··· GIVEN INFORMATION ···

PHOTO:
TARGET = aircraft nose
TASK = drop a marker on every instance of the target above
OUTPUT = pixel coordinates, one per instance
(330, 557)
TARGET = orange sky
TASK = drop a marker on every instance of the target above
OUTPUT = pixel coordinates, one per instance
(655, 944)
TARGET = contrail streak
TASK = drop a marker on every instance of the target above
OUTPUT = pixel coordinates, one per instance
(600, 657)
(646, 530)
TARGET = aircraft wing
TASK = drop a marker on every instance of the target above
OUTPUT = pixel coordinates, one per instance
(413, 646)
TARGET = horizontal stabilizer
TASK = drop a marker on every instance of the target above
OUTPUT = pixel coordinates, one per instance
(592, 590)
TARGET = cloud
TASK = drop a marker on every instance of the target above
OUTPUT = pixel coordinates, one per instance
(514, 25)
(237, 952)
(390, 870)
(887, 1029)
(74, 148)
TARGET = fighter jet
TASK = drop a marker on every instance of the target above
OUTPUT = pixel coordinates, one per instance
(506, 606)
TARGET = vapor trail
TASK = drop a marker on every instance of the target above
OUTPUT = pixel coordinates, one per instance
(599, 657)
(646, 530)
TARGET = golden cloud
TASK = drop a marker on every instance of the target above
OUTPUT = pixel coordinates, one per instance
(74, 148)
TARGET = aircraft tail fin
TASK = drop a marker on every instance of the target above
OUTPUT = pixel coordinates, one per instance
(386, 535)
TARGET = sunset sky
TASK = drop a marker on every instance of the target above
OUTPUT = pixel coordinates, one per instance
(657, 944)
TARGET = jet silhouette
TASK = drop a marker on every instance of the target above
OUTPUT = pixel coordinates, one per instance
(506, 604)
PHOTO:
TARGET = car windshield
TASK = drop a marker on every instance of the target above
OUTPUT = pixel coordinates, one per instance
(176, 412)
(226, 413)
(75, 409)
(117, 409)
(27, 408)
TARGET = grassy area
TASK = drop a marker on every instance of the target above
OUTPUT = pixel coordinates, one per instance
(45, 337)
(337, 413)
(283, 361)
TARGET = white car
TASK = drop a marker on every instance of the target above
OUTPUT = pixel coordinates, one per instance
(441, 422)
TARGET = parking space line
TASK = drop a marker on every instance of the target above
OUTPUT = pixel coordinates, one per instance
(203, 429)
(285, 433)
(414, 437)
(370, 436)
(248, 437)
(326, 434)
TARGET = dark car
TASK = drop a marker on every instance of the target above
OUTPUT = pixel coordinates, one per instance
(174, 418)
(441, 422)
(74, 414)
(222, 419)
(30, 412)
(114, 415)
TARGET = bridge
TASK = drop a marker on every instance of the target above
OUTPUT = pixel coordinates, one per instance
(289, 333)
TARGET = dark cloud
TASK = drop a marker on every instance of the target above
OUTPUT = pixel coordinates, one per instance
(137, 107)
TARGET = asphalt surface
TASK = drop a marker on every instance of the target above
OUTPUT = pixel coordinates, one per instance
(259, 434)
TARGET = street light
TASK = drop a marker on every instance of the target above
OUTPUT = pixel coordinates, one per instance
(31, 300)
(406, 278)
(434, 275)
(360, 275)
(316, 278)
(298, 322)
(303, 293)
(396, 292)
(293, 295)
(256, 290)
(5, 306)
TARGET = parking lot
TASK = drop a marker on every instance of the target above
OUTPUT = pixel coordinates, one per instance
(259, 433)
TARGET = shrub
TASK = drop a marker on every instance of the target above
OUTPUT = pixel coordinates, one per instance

···

Reproduce each record shown above without altering a single word.

COMPLETE OUTPUT:
PHOTO:
TARGET = aircraft nose
TASK = drop a marker on every instance of the target above
OUTPUT = pixel coordinates, one per instance
(330, 557)
TARGET = orange sky
TASK = drop a marker on every instance of the target above
OUTPUT = pixel coordinates, one per instance
(655, 944)
TARGET = contrail streak
TASK = drop a marker on every instance of the target above
OUTPUT = pixel coordinates, one per instance
(600, 657)
(646, 530)
TARGET = aircraft wing
TASK = drop a marker on every instance of the target above
OUTPUT = pixel coordinates, one per instance
(413, 646)
TARGET = horizontal stabilizer
TASK = drop a marker on every instance of the target above
OUTPUT = pixel coordinates, one per instance
(592, 590)
TARGET = cloud
TASK = drop a marker on every instance of the target above
OUTPUT = pixel coordinates, one per instance
(514, 25)
(237, 952)
(390, 870)
(887, 1029)
(74, 148)
TARGET = fighter jet
TASK = drop a marker on every instance of the target above
OUTPUT = pixel coordinates, one per instance
(506, 606)
TARGET = vapor trail
TASK = drop a marker on every instance of the target above
OUTPUT = pixel coordinates, one per instance
(599, 657)
(646, 530)
TARGET = golden cloud
TASK = drop a marker on every instance of the target above
OUTPUT = pixel coordinates, one per instance
(74, 148)
TARGET = aircraft tail fin
TASK = drop a marker on every instance of the target above
OUTPUT = pixel coordinates, one per instance
(386, 535)
TARGET = sunset sky
TASK = drop a marker on every instance of the target above
OUTPUT = pixel coordinates, one per instance
(657, 944)
TARGET = jet silhouette
TASK = drop a marker on every instance of the target above
OUTPUT = pixel coordinates, one per instance
(506, 604)
PHOTO:
TARGET = car windshield
TASK = drop a marker on every instance of the target above
OUTPUT = pixel coordinates, one per instance
(176, 412)
(226, 413)
(75, 409)
(117, 409)
(27, 408)
TARGET = grassy area
TASK = drop a marker on every instance of the target above
OUTPUT = pixel coordinates, one per instance
(45, 337)
(337, 413)
(283, 361)
TARGET = white car
TASK = drop a marker on every instance of the target above
OUTPUT = pixel coordinates, one per instance
(441, 422)
TARGET = parking space line
TASK = drop a marker on every instance of the target above
OUTPUT = pixel coordinates, one per instance
(203, 429)
(285, 433)
(414, 437)
(370, 436)
(248, 437)
(326, 434)
TARGET = dark car
TASK = drop a marker on every instance of the target above
OUTPUT = pixel coordinates, one per instance
(174, 418)
(441, 422)
(74, 414)
(222, 419)
(30, 412)
(114, 415)
TARGET = bridge
TASK = drop a marker on every instance of the target above
OUTPUT = pixel coordinates, one per instance
(289, 333)
TARGET = dark cloud
TASK = drop a marker on every instance of the target above
OUTPUT = pixel coordinates, one per instance
(137, 107)
TARGET = asphalt surface
TASK = drop a marker on every instance of the target above
OUTPUT = pixel coordinates, one per instance
(259, 434)
TARGET = street light
TASK = drop a marker on every instance of the target above
OUTPUT = pixel coordinates, one per instance
(31, 300)
(406, 278)
(434, 275)
(360, 275)
(316, 278)
(298, 322)
(303, 293)
(396, 292)
(293, 295)
(256, 290)
(5, 306)
TARGET = parking lot
TASK = drop a marker on every instance of the target above
OUTPUT = pixel coordinates, one per instance
(259, 433)
TARGET = shrub
TASK = drop a marker on every instance of the target above
OUTPUT = pixel coordinates, one per instance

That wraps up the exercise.